**Exercise set**
1) Translate this sentence from the article on pregnant women's cell phone use into Spanish: "Researchers also determined the health information needs and interests of pregnant women."
2) In the article on pregnant women's cell phone use, reproduce the stretch from "The researchers gathered" through "clinic for care.".

**Page extract**
◇ ◇ ◇ ◇ ◇

With so many new apps targeting the health of pregnant women and their fetuses, an important question is whether women actually want to use cell phones for this purpose and whether they have the access they need.

Surprisingly, this information is not available in existing studies. Researchers in Argentina and Louisiana recently collaborated to answer this question by assessing pregnant women’s access and usage of cell phones in Argentina public hospitals and clinics.

Argentina is a useful model because free health care is available through the public health sector for low income women for people who do not have insurance through a labor union insurance fund or the private sector. Hence, the public health sector guarantees basic health care is accessible by all women.

Researchers also determined the health information needs and interests of pregnant women. Their research article can provide guidance to innovators, researchers, and clinicians in the US and worldwide targeting pregnant women. Such baseline information is helpful in developing successful apps or SMS strategies for improving perinatal and prenatal care.


The researchers gathered information using questionnaires that were verbally administered to pregnant women during an antenatal care visit in community health centers and public hospitals in Rosario, Santa Fe, Mercedes and Corrientes in Argentina. These questionnaires assess their knowledge, attitude and behaviors surrounding mobile phone and text message use.

Participants were 18 years of age or older and had previously given birth because some questions relate to late pregnancy or postpartum experiences, which women in their first pregnancy would not have had. The sampling method was not random. Instead, interviewers used a convenience sample of women who came to the hospitals or clinic for care.

◇ ◇ ◇ ◇ ◇

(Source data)
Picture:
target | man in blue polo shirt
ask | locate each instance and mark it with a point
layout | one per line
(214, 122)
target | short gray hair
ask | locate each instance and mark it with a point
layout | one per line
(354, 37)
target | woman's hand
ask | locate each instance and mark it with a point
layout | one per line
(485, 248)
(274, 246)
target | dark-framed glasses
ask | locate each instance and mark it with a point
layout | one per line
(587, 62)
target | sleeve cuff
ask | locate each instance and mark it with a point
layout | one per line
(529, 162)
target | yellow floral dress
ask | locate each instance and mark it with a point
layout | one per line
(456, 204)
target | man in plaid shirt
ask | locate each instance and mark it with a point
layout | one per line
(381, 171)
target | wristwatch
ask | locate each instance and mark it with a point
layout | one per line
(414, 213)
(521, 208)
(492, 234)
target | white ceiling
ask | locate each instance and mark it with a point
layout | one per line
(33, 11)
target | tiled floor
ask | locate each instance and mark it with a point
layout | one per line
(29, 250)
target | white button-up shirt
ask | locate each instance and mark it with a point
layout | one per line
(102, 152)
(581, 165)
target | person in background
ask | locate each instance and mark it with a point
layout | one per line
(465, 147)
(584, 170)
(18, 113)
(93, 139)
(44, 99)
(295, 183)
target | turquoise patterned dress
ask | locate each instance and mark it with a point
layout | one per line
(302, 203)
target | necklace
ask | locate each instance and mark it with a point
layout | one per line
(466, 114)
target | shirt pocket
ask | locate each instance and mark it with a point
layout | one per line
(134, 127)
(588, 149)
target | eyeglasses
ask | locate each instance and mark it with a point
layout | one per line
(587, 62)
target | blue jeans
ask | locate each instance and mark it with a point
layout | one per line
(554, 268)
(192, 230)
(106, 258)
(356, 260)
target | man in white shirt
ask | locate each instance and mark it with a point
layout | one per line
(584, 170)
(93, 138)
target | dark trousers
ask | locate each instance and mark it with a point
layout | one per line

◇ ◇ ◇ ◇ ◇

**Solution list**
1) Los investigadores también determinaron las necesidades y los intereses de información sobre salud de las mujeres embarazadas.

2)
The researchers gathered information using questionnaires that were verbally administered to pregnant women during an antenatal care visit in community health centers and public hospitals in Rosario, Santa Fe, Mercedes and Corrientes in Argentina. These questionnaires assess their knowledge, attitude and behaviors surrounding mobile phone and text message use.

Participants were 18 years of age or older and had previously given birth because some questions relate to late pregnancy or postpartum experiences, which women in their first pregnancy would not have had. The sampling method was not random. Instead, interviewers used a convenience sample of women who came to the hospitals or clinic for care.